═══ Passage to read

It’s highly likely we’ll be playing social distancing until a vaccine is administered. Given the medical, scientific timelines — that is well into 2021. If the weary old men in the legislature chose to not allow SD voting to transition into the 21st century, then the least they are able to do with this bill is cover the voters through the general election in November.
Cory, great list and timely recommendations. Thanks for sharing.
Particularly thanks for your concluding paragraphs that the content of these bills is thinking small on steroids. The small thinking behind these bills is similar to the thought and lack of leadership received from the White House.
I’m happy to serve, John. Big crises require big thinking and bold initiatives.
In personal horn-tooting, I’d like to note the vast difference between my coverage of this bills and the SDGOP spin blog’s “coverage.” Pat Powers copied-and-pasted Rep. Fred Deutsch’s Facebook summary of the proposals, then added a couple paragraphs of his own on Draft 935, the election measure. While he waits for signals from his party leaders on what to say about the bills, I’ve posted links and analysis to all twelve (twelve now! someone at LRC is on the job Saturday night! see D938 added above!) to help lawmakers and the public consider the language and possible ways to improve these bills before tomorrow’s surely chaotic online meeting.
Another sign of the quality of blogging you find here: KELO Radio picked up this post, pared out the commentary, and posted my explanations of the first eleven bills as their headline story.
Holy cow! LRC added a feedback button next to each emergency bill! That feature is great!
Legislators and the Governor may not be thinking big, but LRC is coming up with some good ideas.
Mr. H, the Council controls all that the legislatures do. They will filter your emails and feed only the ones that suit their needs to the chairs and they will stifle the ones queued up already by Mr. Nesiba. There is always that fat man in the back who filters all the data, and the puppets who dance in the chambers do not even know how loose or tight are their strings. Tomorrow, it will all be a show, controlled by that fat man in the back.

══════

Using the information
(a) In the comment thread on the emergency bills, what did LRC add next to each bill?
(b) Copy the part of the comment thread starting with "It’s highly likely" and going on through "the White House.", with "White House" renamed "Oval Office".
(c) Go on with the comment thread on the South Dakota emergency bills from the point where it stops.
The data comes from a different source than the comment thread.

═══ Excerpted data

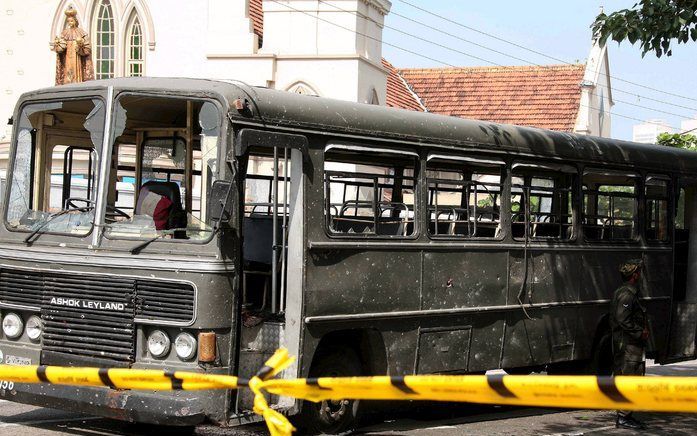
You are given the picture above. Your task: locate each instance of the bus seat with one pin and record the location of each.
(352, 225)
(162, 202)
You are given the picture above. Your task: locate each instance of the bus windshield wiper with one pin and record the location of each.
(39, 229)
(138, 248)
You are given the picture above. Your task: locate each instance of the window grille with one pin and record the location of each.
(135, 59)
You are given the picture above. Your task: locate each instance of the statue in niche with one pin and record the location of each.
(73, 52)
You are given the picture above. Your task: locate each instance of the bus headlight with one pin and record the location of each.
(12, 325)
(185, 345)
(158, 343)
(34, 327)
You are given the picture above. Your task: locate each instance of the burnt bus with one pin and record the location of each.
(199, 225)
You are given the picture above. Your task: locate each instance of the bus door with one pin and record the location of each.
(684, 315)
(272, 252)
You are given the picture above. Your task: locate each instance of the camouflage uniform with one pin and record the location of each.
(628, 321)
(628, 324)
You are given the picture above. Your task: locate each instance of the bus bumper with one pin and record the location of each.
(178, 408)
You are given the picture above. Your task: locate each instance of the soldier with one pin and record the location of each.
(629, 332)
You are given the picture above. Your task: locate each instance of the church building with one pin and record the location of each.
(327, 48)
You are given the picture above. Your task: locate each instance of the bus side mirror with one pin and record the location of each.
(220, 201)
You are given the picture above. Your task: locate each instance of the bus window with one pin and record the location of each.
(542, 202)
(464, 198)
(680, 211)
(54, 170)
(72, 175)
(163, 164)
(369, 193)
(657, 209)
(609, 206)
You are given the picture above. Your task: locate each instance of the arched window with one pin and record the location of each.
(135, 58)
(104, 40)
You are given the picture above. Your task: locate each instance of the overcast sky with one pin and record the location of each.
(560, 29)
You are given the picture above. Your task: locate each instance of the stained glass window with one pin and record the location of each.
(104, 41)
(135, 61)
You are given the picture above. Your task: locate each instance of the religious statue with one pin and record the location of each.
(73, 53)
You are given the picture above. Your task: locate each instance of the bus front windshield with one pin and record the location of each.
(163, 163)
(57, 147)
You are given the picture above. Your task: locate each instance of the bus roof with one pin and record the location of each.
(290, 111)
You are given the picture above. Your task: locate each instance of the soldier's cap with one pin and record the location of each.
(631, 266)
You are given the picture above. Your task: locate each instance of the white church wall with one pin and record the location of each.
(26, 62)
(596, 96)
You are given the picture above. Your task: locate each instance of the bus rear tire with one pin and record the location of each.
(332, 417)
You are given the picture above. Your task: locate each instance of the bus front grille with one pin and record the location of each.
(165, 301)
(91, 317)
(21, 288)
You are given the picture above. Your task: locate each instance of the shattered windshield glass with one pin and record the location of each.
(54, 177)
(164, 162)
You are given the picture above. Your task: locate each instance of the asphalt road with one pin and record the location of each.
(421, 419)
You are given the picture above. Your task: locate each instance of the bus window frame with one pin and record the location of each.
(474, 161)
(355, 147)
(221, 154)
(46, 100)
(547, 167)
(670, 219)
(639, 203)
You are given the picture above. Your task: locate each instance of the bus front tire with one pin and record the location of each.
(332, 417)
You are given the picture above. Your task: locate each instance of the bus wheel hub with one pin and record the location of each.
(334, 410)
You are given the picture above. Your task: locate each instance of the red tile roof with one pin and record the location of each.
(256, 14)
(540, 96)
(398, 92)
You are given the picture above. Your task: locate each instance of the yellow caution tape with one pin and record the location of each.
(661, 394)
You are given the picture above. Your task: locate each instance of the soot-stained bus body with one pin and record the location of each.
(199, 225)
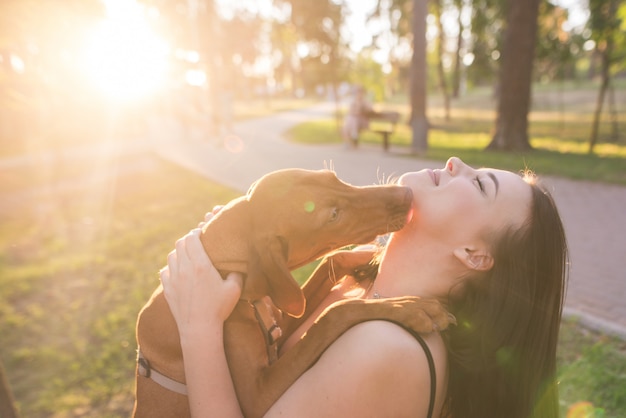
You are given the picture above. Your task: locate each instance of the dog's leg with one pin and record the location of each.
(421, 315)
(317, 287)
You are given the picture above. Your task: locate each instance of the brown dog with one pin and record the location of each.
(288, 219)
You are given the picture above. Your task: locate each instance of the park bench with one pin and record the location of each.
(383, 123)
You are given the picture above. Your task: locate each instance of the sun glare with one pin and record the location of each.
(123, 57)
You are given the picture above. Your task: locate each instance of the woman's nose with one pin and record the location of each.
(454, 165)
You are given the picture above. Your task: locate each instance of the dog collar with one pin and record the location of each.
(144, 369)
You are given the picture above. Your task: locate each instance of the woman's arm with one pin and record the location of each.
(200, 301)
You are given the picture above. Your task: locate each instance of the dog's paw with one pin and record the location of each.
(423, 315)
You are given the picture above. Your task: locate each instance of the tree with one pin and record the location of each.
(419, 122)
(515, 77)
(606, 23)
(441, 40)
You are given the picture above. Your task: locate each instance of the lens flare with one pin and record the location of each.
(123, 57)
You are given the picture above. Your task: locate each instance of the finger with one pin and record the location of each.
(195, 250)
(164, 276)
(207, 217)
(236, 279)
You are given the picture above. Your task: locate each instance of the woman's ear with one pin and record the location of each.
(479, 260)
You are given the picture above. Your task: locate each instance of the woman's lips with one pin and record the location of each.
(434, 175)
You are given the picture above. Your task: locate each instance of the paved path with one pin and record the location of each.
(594, 214)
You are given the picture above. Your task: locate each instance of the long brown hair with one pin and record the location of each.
(503, 351)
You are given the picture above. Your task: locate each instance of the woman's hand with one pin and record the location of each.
(197, 295)
(200, 301)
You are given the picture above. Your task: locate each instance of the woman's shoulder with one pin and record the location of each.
(376, 368)
(391, 362)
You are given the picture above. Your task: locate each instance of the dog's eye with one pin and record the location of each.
(334, 214)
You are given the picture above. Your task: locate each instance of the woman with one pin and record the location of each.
(357, 117)
(487, 243)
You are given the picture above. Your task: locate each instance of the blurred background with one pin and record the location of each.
(85, 228)
(75, 71)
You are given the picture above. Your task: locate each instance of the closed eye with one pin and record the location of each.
(334, 214)
(480, 185)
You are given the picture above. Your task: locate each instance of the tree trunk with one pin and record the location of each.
(456, 75)
(443, 85)
(516, 77)
(419, 122)
(593, 139)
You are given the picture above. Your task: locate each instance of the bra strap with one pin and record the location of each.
(431, 366)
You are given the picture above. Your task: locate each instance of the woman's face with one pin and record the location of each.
(461, 204)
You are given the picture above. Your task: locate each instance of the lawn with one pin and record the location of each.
(81, 244)
(559, 129)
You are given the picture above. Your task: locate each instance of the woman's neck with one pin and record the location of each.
(407, 270)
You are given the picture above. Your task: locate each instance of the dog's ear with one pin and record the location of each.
(282, 287)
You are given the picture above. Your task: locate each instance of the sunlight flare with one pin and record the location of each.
(123, 57)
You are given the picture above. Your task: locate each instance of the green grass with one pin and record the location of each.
(78, 263)
(559, 128)
(592, 372)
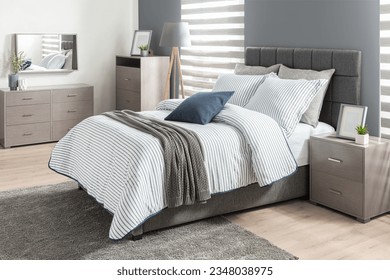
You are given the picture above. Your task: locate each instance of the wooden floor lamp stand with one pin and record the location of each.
(174, 62)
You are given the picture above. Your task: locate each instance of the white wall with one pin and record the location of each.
(104, 29)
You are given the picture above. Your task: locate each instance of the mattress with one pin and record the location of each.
(299, 140)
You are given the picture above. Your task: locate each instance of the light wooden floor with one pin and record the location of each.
(305, 230)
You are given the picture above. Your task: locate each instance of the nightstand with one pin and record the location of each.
(350, 178)
(140, 81)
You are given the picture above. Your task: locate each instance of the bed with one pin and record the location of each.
(344, 88)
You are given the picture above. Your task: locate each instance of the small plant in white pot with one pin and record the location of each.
(362, 136)
(17, 61)
(143, 49)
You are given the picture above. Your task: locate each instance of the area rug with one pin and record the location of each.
(63, 222)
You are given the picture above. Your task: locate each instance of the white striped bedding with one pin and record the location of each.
(123, 169)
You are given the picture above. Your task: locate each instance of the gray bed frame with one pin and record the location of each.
(344, 88)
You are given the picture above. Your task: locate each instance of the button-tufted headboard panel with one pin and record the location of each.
(345, 84)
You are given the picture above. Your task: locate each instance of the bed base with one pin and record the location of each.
(294, 186)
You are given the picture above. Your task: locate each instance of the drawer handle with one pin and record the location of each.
(335, 192)
(335, 160)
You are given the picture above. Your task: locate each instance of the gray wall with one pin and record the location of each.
(344, 24)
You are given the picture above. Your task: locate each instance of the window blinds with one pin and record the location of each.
(385, 66)
(217, 37)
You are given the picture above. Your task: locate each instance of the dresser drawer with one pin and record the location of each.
(72, 95)
(338, 193)
(27, 134)
(72, 110)
(28, 98)
(61, 128)
(338, 160)
(128, 78)
(126, 99)
(28, 114)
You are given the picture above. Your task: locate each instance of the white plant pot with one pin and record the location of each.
(362, 139)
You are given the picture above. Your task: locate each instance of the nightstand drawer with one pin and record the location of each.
(28, 114)
(128, 78)
(72, 94)
(28, 133)
(128, 100)
(337, 160)
(28, 98)
(72, 110)
(338, 193)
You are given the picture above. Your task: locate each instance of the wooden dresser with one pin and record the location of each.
(140, 81)
(42, 114)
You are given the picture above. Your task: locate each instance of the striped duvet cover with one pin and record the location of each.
(123, 168)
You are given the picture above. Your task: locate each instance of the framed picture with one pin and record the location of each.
(141, 37)
(350, 117)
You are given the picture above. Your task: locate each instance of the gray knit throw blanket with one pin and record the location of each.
(185, 173)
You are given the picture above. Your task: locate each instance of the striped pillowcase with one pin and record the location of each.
(244, 87)
(285, 100)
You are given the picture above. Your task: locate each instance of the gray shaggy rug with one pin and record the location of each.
(63, 222)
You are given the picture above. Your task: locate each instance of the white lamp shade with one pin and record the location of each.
(175, 34)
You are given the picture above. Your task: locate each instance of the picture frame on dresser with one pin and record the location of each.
(141, 37)
(350, 116)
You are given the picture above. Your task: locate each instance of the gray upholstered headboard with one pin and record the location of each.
(345, 84)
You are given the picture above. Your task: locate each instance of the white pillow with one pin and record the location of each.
(244, 87)
(312, 113)
(285, 100)
(56, 62)
(46, 59)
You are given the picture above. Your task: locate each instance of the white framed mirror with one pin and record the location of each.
(47, 53)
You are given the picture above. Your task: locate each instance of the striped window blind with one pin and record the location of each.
(217, 37)
(385, 66)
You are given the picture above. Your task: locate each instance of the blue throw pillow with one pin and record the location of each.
(200, 108)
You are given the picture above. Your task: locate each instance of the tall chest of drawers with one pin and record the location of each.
(42, 114)
(140, 82)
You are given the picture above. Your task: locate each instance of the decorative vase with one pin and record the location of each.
(13, 81)
(22, 84)
(362, 139)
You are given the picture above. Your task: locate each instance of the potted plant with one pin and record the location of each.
(17, 61)
(362, 136)
(144, 49)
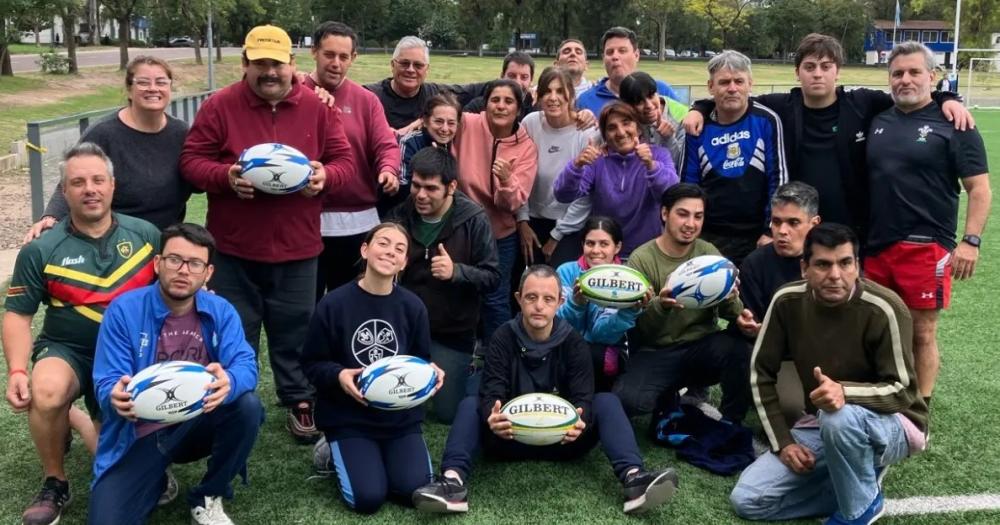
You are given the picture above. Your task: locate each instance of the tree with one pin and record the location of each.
(724, 14)
(661, 12)
(121, 11)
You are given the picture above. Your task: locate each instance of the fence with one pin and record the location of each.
(50, 138)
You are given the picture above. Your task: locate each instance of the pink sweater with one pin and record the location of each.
(373, 146)
(476, 149)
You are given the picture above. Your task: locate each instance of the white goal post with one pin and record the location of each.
(982, 90)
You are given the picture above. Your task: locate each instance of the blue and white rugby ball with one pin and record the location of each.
(169, 392)
(614, 285)
(275, 168)
(397, 382)
(702, 282)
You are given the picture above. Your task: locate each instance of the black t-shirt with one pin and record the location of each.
(915, 161)
(761, 274)
(818, 164)
(401, 111)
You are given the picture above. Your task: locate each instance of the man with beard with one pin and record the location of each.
(620, 49)
(76, 268)
(677, 347)
(404, 94)
(173, 320)
(917, 161)
(572, 57)
(739, 160)
(268, 245)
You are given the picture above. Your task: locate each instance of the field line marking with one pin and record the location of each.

══════

Results for the exercise
(a) A feedback button.

(b)
It’s highly likely we’ll be playing social distancing until a vaccine is administered. Given the medical, scientific timelines — that is well into 2021. If the weary old men in the legislature chose to not allow SD voting to transition into the 21st century, then the least they are able to do with this bill is cover the voters through the general election in November.
Cory, great list and timely recommendations. Thanks for sharing.
Particularly thanks for your concluding paragraphs that the content of these bills is thinking small on steroids. The small thinking behind these bills is similar to the thought and lack of leadership received from the Oval Office.

(c)
Regarding D935, Wisconsin is going ahead with our April 7 local/judicial elections, which is combined with the Presidential Primary. The biggest problem is that they are having trouble finding election day workers at all polling sites. There seems to be no one who has the Constitutional or legal power to postpone an election, or if they do, they ain’t doing it. Some people are suing to postpone it. There is a big vote by mail push going on with record numbers of absentee voting happening. I like to vote on election day, but this year Liz and I decided to vote by mail-in absentee ballots. We got our ballots, and will fill them out tomorrow. There is still a possibility the election could be postponed.
926 is not showing up on the draft bill page?
Sese, I think what happened is that as the House and Senate began picking up the bills, LRC moved them from the draft page to the regular bill page for the 2020 Session. Draft 926 became Senate Bill 194, which the Senate voted down 7–28 around suppertime.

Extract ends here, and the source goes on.